TASK GOAL
Please copy the records below word for word, leaving out the pictures.

[EXERCISE INPUT]

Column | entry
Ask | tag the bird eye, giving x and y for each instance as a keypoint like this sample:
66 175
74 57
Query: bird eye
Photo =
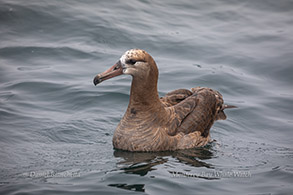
131 61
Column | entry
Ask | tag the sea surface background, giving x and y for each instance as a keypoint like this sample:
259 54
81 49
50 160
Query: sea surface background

[/EXERCISE INPUT]

RESPONSE
Column | entry
Ask | tag the bird eye, giving x and y for each instance as a keypoint like this sample:
66 175
74 57
Query: bird eye
Photo =
131 61
Column | entry
Ask | tag the sea surface background, giving x and y for each instance as a keypoint like this sample:
259 54
81 49
50 160
Query: sea surface background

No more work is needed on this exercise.